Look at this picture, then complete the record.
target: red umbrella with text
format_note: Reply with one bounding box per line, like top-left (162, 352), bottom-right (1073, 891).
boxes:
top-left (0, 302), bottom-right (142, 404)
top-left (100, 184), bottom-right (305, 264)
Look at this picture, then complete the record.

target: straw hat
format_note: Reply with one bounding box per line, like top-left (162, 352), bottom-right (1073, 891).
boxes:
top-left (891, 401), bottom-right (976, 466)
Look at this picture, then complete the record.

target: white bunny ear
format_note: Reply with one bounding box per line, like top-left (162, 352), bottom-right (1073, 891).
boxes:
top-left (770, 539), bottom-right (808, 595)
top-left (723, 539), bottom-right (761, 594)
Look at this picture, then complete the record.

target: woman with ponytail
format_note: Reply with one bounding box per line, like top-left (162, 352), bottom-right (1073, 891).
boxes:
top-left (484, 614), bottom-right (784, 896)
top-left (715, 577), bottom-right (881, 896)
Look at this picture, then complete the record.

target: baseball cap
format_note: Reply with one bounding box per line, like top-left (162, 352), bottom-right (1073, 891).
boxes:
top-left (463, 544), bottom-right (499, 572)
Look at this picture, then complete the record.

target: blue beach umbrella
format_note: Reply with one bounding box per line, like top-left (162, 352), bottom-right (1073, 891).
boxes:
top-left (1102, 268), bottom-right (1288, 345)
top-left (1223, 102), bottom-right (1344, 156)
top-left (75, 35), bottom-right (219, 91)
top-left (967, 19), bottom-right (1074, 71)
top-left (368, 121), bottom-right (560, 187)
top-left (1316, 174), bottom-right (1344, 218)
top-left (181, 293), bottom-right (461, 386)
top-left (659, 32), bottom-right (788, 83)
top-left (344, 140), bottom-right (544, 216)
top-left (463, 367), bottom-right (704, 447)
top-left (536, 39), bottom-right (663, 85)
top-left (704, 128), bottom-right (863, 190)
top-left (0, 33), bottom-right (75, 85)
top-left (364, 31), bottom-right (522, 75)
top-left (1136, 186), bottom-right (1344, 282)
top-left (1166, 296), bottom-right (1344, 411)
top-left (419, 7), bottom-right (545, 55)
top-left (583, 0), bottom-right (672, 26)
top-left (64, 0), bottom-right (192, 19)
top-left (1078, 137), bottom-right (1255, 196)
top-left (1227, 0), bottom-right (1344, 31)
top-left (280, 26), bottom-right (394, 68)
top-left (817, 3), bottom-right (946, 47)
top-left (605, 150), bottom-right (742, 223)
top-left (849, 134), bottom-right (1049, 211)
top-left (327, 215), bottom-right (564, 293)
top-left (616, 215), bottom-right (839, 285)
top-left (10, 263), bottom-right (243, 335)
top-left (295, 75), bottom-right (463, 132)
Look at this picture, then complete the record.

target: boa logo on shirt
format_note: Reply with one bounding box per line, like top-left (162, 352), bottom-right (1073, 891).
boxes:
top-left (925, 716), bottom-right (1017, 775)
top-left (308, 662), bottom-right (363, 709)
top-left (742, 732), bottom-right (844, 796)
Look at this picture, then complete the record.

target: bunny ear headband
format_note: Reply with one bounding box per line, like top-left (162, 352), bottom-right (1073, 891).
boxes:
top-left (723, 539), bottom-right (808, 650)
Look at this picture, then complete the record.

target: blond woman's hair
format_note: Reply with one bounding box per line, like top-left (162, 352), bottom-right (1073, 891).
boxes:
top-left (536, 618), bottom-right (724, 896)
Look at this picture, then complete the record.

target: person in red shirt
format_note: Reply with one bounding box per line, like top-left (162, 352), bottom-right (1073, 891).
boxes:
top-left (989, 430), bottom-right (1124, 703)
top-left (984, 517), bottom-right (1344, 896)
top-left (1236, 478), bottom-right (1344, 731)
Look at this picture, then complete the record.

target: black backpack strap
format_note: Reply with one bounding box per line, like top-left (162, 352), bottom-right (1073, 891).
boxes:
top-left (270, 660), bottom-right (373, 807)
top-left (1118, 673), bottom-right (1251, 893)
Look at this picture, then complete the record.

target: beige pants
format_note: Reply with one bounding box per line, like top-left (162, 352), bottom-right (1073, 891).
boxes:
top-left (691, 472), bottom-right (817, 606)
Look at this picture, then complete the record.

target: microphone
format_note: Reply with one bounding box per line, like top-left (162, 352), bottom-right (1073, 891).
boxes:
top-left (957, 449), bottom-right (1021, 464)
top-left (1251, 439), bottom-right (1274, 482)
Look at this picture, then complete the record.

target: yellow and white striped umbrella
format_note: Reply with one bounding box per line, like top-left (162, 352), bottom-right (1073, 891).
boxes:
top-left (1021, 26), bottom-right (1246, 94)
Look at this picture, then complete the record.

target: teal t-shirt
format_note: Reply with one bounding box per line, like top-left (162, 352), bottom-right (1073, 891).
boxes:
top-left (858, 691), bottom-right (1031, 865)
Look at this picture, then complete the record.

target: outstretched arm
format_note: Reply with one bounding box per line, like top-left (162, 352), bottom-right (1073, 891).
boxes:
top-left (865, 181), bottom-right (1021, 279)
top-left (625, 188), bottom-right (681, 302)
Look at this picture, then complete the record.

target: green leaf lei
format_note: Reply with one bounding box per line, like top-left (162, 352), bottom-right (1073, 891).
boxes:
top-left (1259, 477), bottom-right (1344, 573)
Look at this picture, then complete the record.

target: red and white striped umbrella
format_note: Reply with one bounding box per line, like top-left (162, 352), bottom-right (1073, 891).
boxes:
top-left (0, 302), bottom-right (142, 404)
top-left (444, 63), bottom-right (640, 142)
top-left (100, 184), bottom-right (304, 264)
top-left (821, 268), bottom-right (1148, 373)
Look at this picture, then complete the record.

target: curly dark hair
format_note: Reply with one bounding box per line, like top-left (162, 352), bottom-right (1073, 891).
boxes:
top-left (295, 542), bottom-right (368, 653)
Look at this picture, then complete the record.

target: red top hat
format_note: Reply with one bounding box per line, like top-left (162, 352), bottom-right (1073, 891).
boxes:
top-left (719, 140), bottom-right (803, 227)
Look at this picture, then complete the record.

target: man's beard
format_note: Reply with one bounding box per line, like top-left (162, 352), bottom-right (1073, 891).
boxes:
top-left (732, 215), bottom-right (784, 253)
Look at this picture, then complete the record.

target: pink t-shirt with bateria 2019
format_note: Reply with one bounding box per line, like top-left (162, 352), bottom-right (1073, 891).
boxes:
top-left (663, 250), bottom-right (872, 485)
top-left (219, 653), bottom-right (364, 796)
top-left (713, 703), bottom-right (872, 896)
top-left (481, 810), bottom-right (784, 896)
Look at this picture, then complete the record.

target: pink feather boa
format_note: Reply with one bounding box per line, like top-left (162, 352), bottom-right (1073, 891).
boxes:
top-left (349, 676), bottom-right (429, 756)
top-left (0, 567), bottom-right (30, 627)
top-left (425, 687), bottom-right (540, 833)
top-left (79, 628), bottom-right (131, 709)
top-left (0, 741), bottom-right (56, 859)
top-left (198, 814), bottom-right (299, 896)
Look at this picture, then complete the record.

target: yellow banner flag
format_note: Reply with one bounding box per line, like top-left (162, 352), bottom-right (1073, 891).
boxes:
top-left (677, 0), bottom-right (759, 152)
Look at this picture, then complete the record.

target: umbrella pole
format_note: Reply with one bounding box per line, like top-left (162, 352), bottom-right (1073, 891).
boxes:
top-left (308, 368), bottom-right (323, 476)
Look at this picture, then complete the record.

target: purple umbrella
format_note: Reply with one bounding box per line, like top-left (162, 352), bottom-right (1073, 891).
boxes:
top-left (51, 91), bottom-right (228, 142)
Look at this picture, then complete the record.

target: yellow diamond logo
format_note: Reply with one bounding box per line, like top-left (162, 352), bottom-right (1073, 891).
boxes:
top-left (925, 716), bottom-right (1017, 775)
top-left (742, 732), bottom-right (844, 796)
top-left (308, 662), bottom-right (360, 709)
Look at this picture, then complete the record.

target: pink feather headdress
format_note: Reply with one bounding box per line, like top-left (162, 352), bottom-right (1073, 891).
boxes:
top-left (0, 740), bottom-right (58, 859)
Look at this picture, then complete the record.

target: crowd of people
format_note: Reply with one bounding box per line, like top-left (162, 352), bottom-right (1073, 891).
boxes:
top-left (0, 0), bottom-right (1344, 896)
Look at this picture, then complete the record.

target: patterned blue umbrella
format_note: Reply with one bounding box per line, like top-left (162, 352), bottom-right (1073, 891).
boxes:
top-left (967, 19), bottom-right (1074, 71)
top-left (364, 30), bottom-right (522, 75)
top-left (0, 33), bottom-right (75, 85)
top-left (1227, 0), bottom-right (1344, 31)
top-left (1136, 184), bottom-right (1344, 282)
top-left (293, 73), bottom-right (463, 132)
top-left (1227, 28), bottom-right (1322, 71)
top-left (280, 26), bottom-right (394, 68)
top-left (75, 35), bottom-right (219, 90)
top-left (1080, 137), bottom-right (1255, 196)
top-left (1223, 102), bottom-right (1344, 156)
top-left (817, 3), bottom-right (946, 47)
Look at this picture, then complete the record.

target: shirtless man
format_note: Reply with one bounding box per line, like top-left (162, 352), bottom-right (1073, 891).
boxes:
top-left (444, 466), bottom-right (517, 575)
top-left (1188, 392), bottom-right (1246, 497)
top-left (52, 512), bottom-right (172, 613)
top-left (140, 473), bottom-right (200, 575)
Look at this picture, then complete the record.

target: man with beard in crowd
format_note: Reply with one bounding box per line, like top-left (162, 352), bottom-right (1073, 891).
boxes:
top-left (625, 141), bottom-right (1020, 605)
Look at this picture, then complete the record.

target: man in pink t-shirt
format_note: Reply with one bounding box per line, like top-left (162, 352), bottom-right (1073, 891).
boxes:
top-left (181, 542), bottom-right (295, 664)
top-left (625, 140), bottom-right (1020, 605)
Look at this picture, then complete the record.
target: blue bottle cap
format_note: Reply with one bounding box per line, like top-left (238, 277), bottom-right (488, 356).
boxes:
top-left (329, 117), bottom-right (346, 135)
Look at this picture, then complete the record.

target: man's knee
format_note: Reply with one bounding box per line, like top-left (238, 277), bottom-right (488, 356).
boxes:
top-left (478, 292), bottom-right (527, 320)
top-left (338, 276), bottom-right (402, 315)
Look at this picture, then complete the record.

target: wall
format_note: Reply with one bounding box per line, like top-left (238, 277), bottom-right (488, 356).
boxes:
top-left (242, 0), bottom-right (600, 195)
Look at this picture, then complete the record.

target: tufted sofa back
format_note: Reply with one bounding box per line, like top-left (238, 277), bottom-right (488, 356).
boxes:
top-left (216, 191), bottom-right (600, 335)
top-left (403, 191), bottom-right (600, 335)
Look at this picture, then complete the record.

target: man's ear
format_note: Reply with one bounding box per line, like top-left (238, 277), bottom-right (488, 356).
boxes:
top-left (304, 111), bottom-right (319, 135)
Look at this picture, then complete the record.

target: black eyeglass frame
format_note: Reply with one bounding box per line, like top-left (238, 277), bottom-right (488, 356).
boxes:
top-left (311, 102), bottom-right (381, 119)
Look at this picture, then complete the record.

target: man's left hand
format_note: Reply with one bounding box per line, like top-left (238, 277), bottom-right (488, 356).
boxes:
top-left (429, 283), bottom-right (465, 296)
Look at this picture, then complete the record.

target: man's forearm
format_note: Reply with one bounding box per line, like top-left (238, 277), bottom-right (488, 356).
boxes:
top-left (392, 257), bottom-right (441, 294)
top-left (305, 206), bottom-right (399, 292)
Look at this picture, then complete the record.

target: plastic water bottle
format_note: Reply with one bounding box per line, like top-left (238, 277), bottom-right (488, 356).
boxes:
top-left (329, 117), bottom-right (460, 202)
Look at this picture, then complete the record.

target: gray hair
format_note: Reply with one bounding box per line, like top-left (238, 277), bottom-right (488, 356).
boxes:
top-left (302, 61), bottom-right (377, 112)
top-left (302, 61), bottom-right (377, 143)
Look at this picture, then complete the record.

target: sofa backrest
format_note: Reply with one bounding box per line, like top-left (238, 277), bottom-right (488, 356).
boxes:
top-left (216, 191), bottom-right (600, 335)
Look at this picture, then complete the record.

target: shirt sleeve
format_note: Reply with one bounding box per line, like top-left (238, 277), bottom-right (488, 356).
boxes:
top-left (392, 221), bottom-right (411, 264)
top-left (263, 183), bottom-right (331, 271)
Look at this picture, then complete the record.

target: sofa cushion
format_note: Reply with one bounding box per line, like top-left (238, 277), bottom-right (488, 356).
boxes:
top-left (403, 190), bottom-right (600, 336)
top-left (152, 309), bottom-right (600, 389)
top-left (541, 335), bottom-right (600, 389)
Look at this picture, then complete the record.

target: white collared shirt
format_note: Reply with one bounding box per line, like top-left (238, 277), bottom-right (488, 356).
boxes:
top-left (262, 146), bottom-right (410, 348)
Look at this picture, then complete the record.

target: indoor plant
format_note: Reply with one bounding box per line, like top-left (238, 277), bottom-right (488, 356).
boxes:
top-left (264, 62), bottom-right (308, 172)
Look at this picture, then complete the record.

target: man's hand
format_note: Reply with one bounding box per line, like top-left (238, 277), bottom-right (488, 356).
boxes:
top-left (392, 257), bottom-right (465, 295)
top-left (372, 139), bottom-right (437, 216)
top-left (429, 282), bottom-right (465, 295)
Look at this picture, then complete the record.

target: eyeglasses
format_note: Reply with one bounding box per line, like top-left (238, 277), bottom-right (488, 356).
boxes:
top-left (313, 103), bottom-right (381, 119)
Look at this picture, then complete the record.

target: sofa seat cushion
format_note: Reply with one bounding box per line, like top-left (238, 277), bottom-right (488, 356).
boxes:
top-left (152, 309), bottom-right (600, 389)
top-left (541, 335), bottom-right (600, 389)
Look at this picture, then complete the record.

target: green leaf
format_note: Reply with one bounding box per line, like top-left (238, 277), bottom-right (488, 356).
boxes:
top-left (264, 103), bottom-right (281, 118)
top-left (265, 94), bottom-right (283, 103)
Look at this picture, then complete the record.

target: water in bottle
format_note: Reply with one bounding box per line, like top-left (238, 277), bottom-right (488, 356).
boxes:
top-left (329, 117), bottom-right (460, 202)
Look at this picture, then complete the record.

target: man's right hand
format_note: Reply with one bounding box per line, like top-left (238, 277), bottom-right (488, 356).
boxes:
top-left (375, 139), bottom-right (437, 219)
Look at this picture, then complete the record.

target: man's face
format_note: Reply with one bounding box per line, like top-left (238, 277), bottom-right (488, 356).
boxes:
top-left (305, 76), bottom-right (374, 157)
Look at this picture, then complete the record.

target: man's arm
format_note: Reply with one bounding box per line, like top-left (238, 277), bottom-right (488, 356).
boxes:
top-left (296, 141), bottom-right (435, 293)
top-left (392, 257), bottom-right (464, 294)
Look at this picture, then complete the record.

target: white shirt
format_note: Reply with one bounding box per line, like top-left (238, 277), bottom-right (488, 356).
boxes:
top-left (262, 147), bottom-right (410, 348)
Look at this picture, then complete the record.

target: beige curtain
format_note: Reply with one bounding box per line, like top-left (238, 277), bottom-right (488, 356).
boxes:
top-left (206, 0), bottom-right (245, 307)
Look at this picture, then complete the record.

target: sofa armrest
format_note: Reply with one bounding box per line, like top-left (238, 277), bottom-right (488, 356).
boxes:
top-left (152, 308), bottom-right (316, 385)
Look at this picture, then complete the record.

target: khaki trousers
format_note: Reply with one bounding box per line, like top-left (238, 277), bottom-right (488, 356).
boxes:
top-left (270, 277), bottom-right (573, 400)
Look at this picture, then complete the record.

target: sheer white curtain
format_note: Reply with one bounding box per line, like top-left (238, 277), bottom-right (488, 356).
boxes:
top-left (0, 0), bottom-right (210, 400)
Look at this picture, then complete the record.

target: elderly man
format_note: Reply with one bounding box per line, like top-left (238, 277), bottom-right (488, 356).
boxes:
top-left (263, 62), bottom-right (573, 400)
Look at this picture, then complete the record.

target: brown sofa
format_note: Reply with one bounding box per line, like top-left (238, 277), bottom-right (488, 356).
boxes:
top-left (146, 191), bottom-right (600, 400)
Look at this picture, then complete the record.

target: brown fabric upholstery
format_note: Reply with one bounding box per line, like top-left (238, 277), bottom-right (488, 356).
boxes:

....................

▶ **Set problem**: Locate every line in the items that contains the word "crowd" and copy each such line in full. Matching is case-sensitive.

▶ **Exercise result**:
target: crowd of people
target: man with beard in crowd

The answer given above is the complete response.